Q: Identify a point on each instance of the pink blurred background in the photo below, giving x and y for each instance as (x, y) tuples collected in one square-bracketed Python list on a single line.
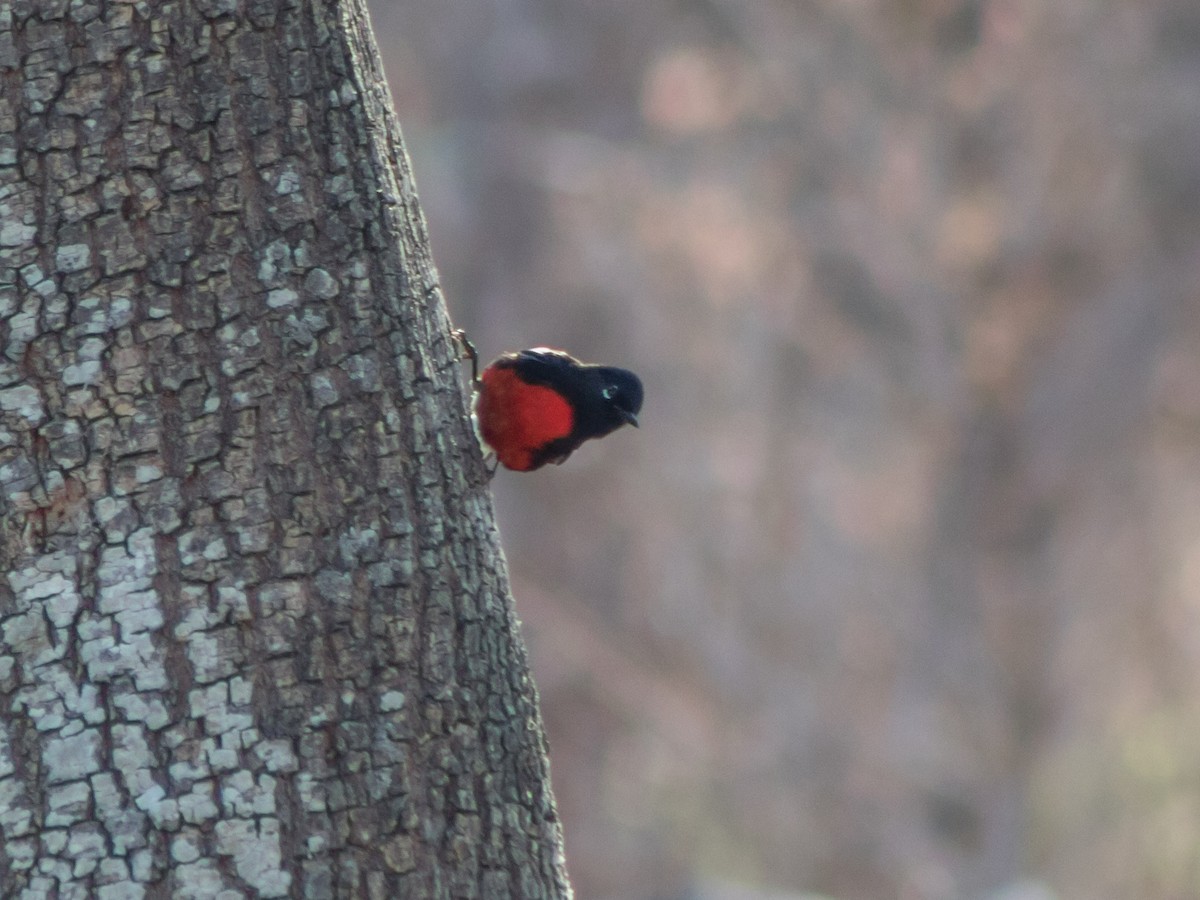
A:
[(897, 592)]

******

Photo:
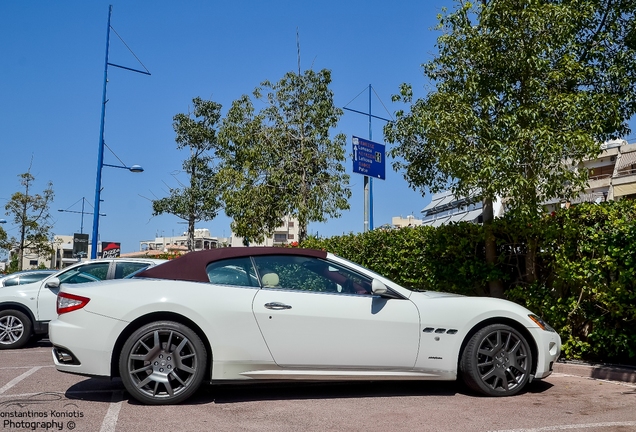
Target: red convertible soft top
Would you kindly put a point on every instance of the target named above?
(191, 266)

******

> **Work to complete**:
Show each line above that contains the word "instance", copying every such line in full.

> **Task answer**:
Q: Identify a point on each instance of the pink blurred background in the photo below, giving x and y for each instance as (x, y) tuples collected in one square-bracketed Python list on a single line.
Would you kindly put a point on every instance of the target named above?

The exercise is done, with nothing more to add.